(Free-text object descriptions)

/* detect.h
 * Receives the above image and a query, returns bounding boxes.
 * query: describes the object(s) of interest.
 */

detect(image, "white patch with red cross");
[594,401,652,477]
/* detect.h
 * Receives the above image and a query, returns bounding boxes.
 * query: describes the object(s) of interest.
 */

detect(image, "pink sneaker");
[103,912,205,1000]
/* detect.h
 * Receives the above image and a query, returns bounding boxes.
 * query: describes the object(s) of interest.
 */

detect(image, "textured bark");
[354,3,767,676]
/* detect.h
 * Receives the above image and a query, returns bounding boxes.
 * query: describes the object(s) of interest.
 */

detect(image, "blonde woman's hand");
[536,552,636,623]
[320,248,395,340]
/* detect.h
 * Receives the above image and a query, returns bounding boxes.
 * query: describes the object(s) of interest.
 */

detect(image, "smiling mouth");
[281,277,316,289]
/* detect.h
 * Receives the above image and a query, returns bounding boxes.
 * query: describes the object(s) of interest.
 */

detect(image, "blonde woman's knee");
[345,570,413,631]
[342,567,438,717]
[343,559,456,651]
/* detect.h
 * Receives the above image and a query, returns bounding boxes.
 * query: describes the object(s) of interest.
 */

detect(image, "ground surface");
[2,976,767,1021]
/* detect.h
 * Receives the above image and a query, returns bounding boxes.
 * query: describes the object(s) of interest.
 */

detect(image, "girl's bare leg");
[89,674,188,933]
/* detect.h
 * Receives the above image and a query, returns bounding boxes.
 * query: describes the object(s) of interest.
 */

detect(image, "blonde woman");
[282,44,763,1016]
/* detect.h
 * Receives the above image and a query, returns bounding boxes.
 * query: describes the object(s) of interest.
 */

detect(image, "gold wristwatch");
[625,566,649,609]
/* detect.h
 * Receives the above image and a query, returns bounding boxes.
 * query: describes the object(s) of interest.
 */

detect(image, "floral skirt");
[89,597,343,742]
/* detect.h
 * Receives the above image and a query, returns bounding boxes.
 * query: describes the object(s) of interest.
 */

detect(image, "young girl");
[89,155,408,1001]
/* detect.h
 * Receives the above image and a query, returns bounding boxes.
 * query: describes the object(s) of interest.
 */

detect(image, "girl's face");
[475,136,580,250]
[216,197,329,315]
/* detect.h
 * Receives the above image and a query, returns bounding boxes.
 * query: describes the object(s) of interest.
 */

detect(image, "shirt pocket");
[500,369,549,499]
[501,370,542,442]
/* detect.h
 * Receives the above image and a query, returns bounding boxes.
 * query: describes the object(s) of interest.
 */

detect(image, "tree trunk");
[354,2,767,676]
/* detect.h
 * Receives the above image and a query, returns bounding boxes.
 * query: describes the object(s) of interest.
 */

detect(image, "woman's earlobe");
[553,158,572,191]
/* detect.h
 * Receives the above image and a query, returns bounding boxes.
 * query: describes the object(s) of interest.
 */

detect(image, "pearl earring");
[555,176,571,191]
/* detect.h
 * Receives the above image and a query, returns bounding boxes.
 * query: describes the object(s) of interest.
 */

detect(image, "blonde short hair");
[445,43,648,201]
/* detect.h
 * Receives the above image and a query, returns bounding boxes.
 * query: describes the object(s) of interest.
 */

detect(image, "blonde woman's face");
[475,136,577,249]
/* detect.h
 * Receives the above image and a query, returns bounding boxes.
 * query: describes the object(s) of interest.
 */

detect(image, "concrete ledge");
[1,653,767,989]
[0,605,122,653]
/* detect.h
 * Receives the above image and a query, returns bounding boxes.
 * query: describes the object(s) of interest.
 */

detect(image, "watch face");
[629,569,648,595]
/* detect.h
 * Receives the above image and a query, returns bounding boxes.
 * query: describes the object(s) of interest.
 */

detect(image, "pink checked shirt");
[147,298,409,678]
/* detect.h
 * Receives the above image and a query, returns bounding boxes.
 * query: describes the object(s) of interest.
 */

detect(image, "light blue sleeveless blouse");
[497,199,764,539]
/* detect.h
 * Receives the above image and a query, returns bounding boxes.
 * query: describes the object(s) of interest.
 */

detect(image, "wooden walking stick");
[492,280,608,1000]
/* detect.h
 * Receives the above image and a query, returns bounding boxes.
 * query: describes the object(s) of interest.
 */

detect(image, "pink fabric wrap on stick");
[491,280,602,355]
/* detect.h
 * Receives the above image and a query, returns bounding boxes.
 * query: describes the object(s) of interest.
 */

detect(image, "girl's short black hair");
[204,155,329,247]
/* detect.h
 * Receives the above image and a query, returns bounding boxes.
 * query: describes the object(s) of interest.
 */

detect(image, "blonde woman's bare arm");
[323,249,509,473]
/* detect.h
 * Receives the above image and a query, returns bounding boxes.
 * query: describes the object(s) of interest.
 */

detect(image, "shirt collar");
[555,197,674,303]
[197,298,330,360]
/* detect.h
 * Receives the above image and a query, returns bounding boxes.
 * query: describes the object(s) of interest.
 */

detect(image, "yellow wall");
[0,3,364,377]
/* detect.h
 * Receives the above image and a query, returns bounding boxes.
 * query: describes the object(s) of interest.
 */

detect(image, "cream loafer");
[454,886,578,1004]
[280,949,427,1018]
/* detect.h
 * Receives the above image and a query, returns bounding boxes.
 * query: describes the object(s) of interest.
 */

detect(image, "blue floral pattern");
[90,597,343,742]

## What is being asked
Copy every line of the data above exactly.

## Written reply
/* detect.h
 * Receives the above image and a query, returns bounding boxes.
 * query: describes the object(s) of interest.
 */

detect(image, "white patch with red cross");
[594,401,652,477]
/* detect.h
 * Receives the above image and a query, returns bounding boxes.
 * query: describes the object(s) of interest.
 */

detect(image, "pink sneaker");
[103,912,205,1000]
/* detect.h
 * Receives the above image and a query, returns bounding boxes.
 * query: describes the object(s) of interest.
 */

detect(image, "textured bark");
[354,3,767,676]
/* detect.h
 * Receives the above image and a query, returns bounding boxes.
 * query: describes the object(s) of interest.
 */

detect(image, "blonde woman's hand");
[536,552,636,623]
[320,248,395,340]
/* detect.h
 * Receives the above image and a query, returns bounding boxes.
 * query: describes the object(s) of interest.
 */

detect(image, "smiling mouth");
[281,277,316,289]
/* detect.h
 * Receives the above image and a query, returns bounding boxes.
 * query: describes the object(s) of interest.
 */

detect(image, "blonde woman's knee");
[345,570,413,631]
[342,567,438,717]
[343,559,456,651]
/* detect.h
 * Receives the above image and a query, returns bounding boxes.
 * query: describes the object(s) of interest.
 */

detect(image, "ground surface");
[2,976,767,1021]
/* detect.h
 * Receives the above image and a query, returns bounding boxes.
 * query: describes the object(s) of interest.
 */

detect(image, "girl's bare leg");
[89,674,188,933]
/* detect.h
 * Receives the above image and a query, returns bounding boxes.
 * query: describes the object(s) of interest.
 */

detect(image, "blonde woman");
[282,44,763,1016]
/* detect.h
 * Receives the above image and a query, returns bounding boxes.
 * query: describes the object(s) of interest.
 */

detect(image, "gold wristwatch");
[625,566,649,609]
/* detect.h
 * Receives the above image and a query, returns bounding boxes.
 * query: describes the object(s) of interest.
 */

detect(image, "floral skirt");
[89,597,343,742]
/* detect.h
 * Receives the above image and a query, returns bounding boxes.
 * query: describes the object(s) of interest.
 */

detect(image, "young girl");
[89,155,408,1001]
/* detect.h
 * Receives the above image and a query, returns bounding boxes.
 * query: describes the object(s) of interest.
 */

detect(image, "girl's face");
[475,136,580,250]
[216,197,329,315]
/* detect.h
 * Receives the above image and a query, returns bounding boxes.
 * query: describes the object(s) of interest.
 */

detect(image, "shirt pocket");
[500,369,549,499]
[501,370,542,442]
/* detect.h
 * Receives the above image and a query, returns bounding boxes.
 * query: describes the object(s) of interest.
 */

detect(image, "tree trunk");
[354,2,767,676]
/* detect.h
 * Receives the above image and a query, returns bounding boxes.
 * query: describes the object(s) of interest.
 */

detect(image, "woman's earlobe");
[553,158,572,191]
/* detect.h
 * Receives the above image and a query, returns bounding boxes.
 * query: describes the object(s) of interest.
 */

detect(image, "pearl earring");
[555,176,571,191]
/* detect.h
 * Receives the above image and a query, returns bounding boxes.
 * query: describes the object(s) of interest.
 */

detect(image, "blonde short hair");
[445,43,648,201]
/* detect.h
 * Receives the above image and a query, returns bounding boxes.
 * query: describes the object(s) of interest.
 */

detect(image, "blonde woman's face");
[475,136,577,249]
/* detect.h
 * Receives the above image and a query, returns bounding boxes.
 * query: describes the object(s) of interest.
 */

detect(image, "concrete ledge");
[1,653,767,989]
[0,605,122,653]
/* detect.h
 * Receives the above image and a query, returns bounding boxes.
 * query: describes the object(s) of interest.
 */

detect(image, "watch face");
[629,569,648,595]
/* detect.h
 * Receives the above image and a query, returns bounding boxes.
 * query: describes the object(s) of interest.
 */

detect(image, "pink checked shirt");
[147,298,409,678]
/* detect.h
 * Receives the above image and a query, returns bounding boxes.
 * query: describes the object(s) of interest.
 */

detect(image, "light blue sleeveless blouse");
[497,199,764,539]
/* detect.h
 * Receives the above image and a query, returns bounding boxes.
 * query: describes the object(s) of interest.
 */

detect(image, "wooden walking stick");
[492,280,608,1000]
/* detect.h
 * Receives the above image and a query, returns bounding boxes.
 * query: describes the object(s) of interest.
 */

detect(image, "pink fabric wrap on stick");
[491,280,602,355]
/* detect.h
 * Receives the above image and a query, returns bounding boxes.
 * query: describes the object(s) of interest.
 */

detect(image, "girl's short black hair");
[204,155,329,247]
/* detect.h
 * Receives the above image and a query, returns bounding boxes.
 * query: describes the object(s) of interest.
 */

detect(image, "blonde woman's bare arm");
[323,249,509,473]
/* detect.h
 * Receives the above image and a query, returns bounding boxes.
 * query: describes the object(s) of interest.
 */

detect(image, "shirt collar");
[555,197,674,303]
[197,298,330,360]
/* detect.h
 * Receives the above image and a query, returns bounding boxes.
 * query: describes the object(s) of interest.
 */

detect(image, "yellow wall");
[0,3,364,377]
/* detect.h
 * Receives the above image and a query, returns bounding boxes.
 * query: describes the object(s) of interest.
 */

detect(image, "cream loafer");
[454,886,578,1004]
[280,949,427,1018]
/* detect.h
 * Receives the above image and a query, returns bounding boxes.
 * query: describes the object(s) of interest.
 */

detect(image, "blue floral pattern");
[90,597,343,742]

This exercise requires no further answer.